Le rôle de l’enseignant dans notre cas est de connaître les capacités, compétences, acquis et disposition psychologique de chacun de ses élèves afin de proposer les activités qui leur feraient plaisir et qu’ils auraient envie de faire. 
 
Planification 
Chaque mercredi, les activités sont envoyées au responsable de structure selon les canevas fournis (afin de faciliter et homogénéiser la présentation sur le site internet). J’ignore si j’ai l’autorisation de proposer des images de nos documents et de ce fait je me limite à des captures d’écran assez neutres.
 
Objectifs principaux de la continuité pédagogique
Les objectifs principaux du courrier hebdomadaire et de la plateforme d’activité sont de maintenir les liens, tant avec les élèves que les parents, et de permettre aux élèves de continuer à utiliser les compétences qui ont été mises en place jusqu’à l’arrêt de l’école en mars. 
Il n’y a pas de planning imposé aux élèves. J’ai un élève qui m’écrit régulièrement par email ; il me raconte ses soucis, les problèmes qu’il rencontre avec des camarades qui n’étaient pas sympas, les films qu’il a vu et son désarroi face à cette situation qui l’empêche de voir son père (parents divorcés) et le reste de sa famille. Je continue ainsi à mettre des balises aux comportements sociaux, rappeler la manière de se comporter avec des camarades, des parents fatigués etc. 
Cela peut paraître dérisoire par rapport à l’enseignement ordinaire où les objectifs du PER sont très présents, mais nous avons chacun nos élèves et notre vécu. 
 
Supports d’activités
Les supports sont homogènes et consistent en deux documents par activité :
-         Le premier document qui spécifie le cycle, l’âge, le titre de l’activité, le déroulement de celle-ci, les consignes et le matériel nécessaire ainsi que l’éventuel besoin d’un adulte.
-         Le second document est une annexe sur laquelle figurent le reste, les schémas, les chablons, les rappels scolaires…
Tout cela est donc envoyé à la direction et mis en ligne sur la plateforme. Le nom des documents est homogénéisé aussi afin de rendre la mise en ligne plus aisée.
 
 
Evaluer les effets de l’enseignement à distance
Il est pour l’instant impossible d’évaluer des effets. Les seuls retours que l’on a sont très positifs et les parents sont heureux d’avoir une plateforme de type boîte à idée afin de ponctuer leur quotidien d’activités plus ou moins scolaires. Certains élèves ont des parents très présents sur le plan scolaire ce qui est réconfortant, d’autres des parents très présents qui ont eux-mêmes leurs limites. Cette situation est très complexe de ce point de vue-là mais je pense que notre plateforme pallie ceci assez sympathiquement, de même que l’offre d’envoyer par la poste les activités aux familles ne possédant pas de ressources technologiques ou financières.

**Exercices à réaliser**
a. D'après le texte sur la continuité pédagogique, quel jour de la semaine les activités sont-elles envoyées au responsable de structure ?
b. Poursuivez le texte sur la continuité pédagogique à partir de sa dernière phrase.

**Lignes d'un jeu de données de pointage d'objets**
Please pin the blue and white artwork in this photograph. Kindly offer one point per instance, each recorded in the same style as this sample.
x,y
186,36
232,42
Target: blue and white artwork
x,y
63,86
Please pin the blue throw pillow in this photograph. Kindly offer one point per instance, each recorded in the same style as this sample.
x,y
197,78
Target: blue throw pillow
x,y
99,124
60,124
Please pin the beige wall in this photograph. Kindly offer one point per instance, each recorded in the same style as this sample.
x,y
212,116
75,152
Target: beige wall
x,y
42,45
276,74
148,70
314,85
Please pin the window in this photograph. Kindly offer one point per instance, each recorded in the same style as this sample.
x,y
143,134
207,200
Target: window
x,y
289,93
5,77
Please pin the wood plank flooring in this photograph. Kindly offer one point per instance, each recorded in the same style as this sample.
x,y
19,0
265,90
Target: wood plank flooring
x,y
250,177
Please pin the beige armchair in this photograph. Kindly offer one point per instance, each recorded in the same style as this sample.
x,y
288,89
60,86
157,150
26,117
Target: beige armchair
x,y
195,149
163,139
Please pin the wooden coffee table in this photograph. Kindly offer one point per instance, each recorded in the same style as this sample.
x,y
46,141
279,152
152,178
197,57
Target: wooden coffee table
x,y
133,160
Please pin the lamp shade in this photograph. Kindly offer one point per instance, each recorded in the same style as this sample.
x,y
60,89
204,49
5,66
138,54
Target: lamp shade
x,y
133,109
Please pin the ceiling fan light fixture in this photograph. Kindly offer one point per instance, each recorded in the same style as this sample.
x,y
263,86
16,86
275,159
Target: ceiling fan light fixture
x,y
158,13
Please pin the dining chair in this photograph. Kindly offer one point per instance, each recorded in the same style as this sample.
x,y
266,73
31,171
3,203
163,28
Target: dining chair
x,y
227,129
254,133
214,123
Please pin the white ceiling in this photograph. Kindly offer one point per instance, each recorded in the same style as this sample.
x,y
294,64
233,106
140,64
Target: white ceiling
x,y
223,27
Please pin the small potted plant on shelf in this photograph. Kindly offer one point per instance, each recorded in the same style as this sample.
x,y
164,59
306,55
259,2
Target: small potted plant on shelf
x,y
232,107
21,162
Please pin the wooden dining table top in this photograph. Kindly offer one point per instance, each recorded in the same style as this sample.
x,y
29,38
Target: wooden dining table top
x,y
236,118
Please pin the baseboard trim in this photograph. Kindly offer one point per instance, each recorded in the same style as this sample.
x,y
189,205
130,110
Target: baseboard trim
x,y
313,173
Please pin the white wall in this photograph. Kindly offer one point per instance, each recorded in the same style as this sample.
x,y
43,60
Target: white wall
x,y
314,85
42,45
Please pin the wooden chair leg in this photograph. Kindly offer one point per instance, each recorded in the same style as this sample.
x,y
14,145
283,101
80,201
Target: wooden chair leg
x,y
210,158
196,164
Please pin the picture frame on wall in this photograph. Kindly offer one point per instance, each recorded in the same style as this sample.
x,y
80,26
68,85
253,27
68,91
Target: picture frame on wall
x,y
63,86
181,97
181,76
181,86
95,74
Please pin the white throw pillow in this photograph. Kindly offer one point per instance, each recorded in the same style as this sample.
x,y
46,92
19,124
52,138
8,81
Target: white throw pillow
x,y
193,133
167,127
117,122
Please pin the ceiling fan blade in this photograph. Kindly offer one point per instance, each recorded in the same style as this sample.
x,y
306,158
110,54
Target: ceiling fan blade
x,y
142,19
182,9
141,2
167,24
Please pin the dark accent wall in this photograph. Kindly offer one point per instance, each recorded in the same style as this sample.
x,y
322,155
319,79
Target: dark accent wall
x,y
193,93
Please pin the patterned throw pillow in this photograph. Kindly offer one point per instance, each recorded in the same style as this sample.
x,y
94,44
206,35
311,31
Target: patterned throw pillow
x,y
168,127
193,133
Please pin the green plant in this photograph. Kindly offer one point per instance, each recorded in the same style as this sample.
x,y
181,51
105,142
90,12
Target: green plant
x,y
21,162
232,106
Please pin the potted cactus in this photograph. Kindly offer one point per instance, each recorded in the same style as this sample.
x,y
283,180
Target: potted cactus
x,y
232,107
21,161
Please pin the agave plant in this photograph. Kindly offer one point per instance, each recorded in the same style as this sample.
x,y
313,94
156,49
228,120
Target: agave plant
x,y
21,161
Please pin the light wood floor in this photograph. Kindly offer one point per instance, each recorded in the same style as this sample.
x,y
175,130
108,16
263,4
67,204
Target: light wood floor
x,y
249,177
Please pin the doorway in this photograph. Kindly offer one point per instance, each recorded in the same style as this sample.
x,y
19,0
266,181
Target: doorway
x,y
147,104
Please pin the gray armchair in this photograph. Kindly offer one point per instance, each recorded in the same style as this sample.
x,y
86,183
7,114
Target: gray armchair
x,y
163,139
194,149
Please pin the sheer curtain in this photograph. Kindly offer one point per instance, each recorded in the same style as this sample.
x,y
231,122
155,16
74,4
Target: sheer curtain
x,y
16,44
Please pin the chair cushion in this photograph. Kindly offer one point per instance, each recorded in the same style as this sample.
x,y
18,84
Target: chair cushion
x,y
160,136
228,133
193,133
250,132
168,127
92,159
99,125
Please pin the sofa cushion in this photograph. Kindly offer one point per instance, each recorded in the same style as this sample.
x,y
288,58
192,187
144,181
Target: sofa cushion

**Réponses par exercice**
a. Chaque mercredi.

b.
Éducation aux médias 
D’une manière générale, ce volet est enseigné en classe en temps normal. Nos élèves sont souvent peu lecteurs voire pas lecteurs ; ils sont sensibles aux images qui pour certains sont leur seule porte d’accès au monde qui les entoure. 
Pour mes élèves il est compliqué de se rendre compte de ce qu’ils voient, leurs notions du vrai et du faux, et leur capacité critique sont restreintes. Il faut faire très attention à la manière dont les choses sont amenées. 
 
Respect des droits d’auteurs et/ou le droit à l’image.
Les activités proposées respectent les législations et dans les cas où le droit à l’image serait un souci, nous re-filmons, re-photographions les activités nous-mêmes. Comme de plus il est parfois nécessaire de séquencer différemment nous devons reproduire les activités avant de les faire faire par nos élèves.
 
Prise en compte des élèves à besoins particuliers 
Bien que nous soyons en contexte spécialisé, nous avons aussi nos élèves à besoins particuliers :
-         Ceux qui ont besoin d’un ipad pour écrire (dicter et voir le texte reproduit) ou lire (photographier le texte et l’entendre par l’application adéquate).
-         Ceux qui ne savent pas lire et qui ne sont pas encore autonomes avec leur tablette.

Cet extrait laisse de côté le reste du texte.